> _Task instructions_: Every line below is to be given again precisely; images are to be left out.

> _Data shown_:
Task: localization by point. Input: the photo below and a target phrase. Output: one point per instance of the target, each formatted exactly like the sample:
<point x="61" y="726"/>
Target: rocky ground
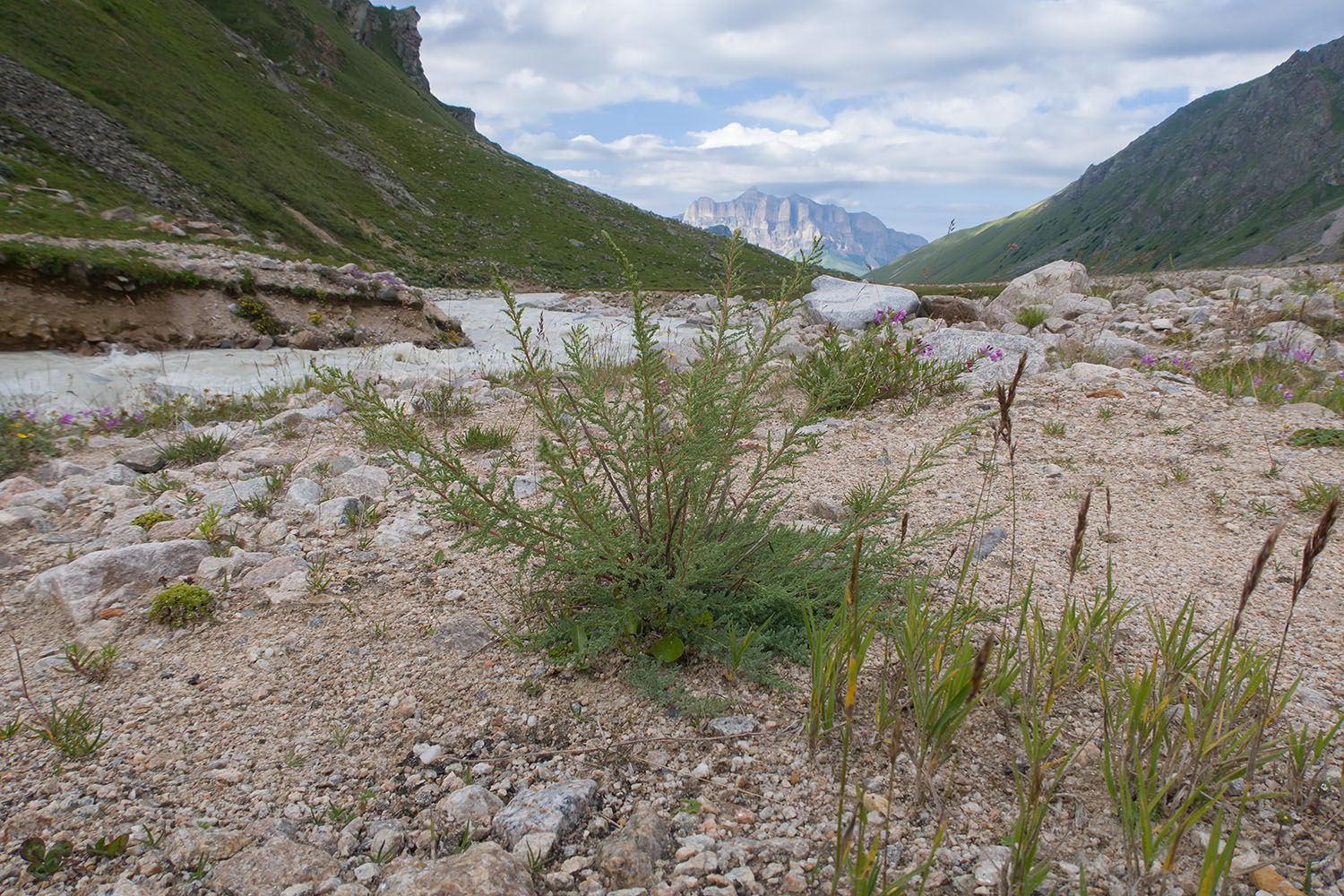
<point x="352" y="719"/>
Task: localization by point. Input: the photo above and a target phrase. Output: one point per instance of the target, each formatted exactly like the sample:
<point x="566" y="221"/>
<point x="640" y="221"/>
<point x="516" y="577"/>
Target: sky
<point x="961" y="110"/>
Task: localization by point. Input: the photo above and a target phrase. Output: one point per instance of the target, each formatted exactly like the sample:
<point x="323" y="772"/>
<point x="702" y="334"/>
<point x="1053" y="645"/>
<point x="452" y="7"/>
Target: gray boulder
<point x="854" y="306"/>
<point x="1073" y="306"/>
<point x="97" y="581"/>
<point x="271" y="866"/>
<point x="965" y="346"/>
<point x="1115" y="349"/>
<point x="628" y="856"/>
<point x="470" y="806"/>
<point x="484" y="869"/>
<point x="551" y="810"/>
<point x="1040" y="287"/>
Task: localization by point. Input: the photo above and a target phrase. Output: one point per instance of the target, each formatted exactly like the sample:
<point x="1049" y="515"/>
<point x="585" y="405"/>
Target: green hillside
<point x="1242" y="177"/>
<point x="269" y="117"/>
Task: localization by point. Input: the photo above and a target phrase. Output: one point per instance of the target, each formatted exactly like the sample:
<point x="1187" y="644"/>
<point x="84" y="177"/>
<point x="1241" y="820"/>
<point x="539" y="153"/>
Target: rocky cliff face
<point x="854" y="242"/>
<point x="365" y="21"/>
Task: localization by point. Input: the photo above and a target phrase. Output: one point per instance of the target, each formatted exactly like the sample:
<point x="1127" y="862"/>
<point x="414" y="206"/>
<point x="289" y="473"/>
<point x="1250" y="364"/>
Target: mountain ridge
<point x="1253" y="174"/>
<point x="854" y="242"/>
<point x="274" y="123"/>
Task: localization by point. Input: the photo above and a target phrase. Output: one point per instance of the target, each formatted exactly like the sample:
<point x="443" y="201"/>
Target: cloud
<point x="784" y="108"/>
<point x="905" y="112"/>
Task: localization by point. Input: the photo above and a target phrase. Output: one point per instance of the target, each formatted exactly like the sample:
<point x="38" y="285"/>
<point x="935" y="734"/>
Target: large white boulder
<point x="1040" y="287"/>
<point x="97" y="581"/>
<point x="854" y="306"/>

> _Solution for this problem_:
Task: localization by point. Input: the photo below and a target phrase. Output: one point per instance of the target, each formatted exactly like the sample:
<point x="61" y="726"/>
Target: rocky ground
<point x="352" y="719"/>
Task: localization by point. Input: the photo above and a target phrase. Output: one point per instance of the target, each formatted exactly like the sample:
<point x="566" y="221"/>
<point x="640" y="221"/>
<point x="516" y="577"/>
Target: sky
<point x="961" y="110"/>
Task: localization by point. Input: the photo above and a target phrase. Output: one point per instance of the target, each formatted exactly like the sample:
<point x="323" y="772"/>
<point x="702" y="334"/>
<point x="1053" y="645"/>
<point x="452" y="7"/>
Target: gray boulder
<point x="854" y="306"/>
<point x="1073" y="306"/>
<point x="97" y="581"/>
<point x="271" y="866"/>
<point x="965" y="346"/>
<point x="1115" y="349"/>
<point x="628" y="856"/>
<point x="470" y="806"/>
<point x="484" y="869"/>
<point x="551" y="810"/>
<point x="1040" y="287"/>
Task: localization by point. Input: the photo above and a target phrase. Output: one point per instance of the target, each formatted exactly like the sample:
<point x="1049" y="515"/>
<point x="585" y="405"/>
Target: green hillside
<point x="1242" y="177"/>
<point x="269" y="117"/>
Task: localization by point. Input: the photo above and a target phrase. Output: one point per instance of the target, each formatted exactly like the sample:
<point x="1187" y="644"/>
<point x="84" y="177"/>
<point x="1241" y="820"/>
<point x="539" y="153"/>
Target: rocky cliff face
<point x="854" y="242"/>
<point x="365" y="21"/>
Task: localization by point. Input: the photo above and a target phrase. Output: one point per instance of the target, each formatted exactly like the sample:
<point x="1127" y="862"/>
<point x="414" y="206"/>
<point x="289" y="473"/>
<point x="1250" y="364"/>
Target: mountain ridge
<point x="1253" y="174"/>
<point x="854" y="242"/>
<point x="274" y="123"/>
Task: localization by point. Input: the photo above and a target phrase. Output: one point per instance of the target, each formatted exactly like the sample:
<point x="443" y="201"/>
Target: cloud
<point x="784" y="108"/>
<point x="905" y="112"/>
Task: localization by point. Input: the photo above and a target phrase. Output: one point per instance of the target, each formatted exactly like the sample:
<point x="38" y="285"/>
<point x="935" y="734"/>
Target: large white boulder
<point x="1040" y="287"/>
<point x="97" y="581"/>
<point x="854" y="306"/>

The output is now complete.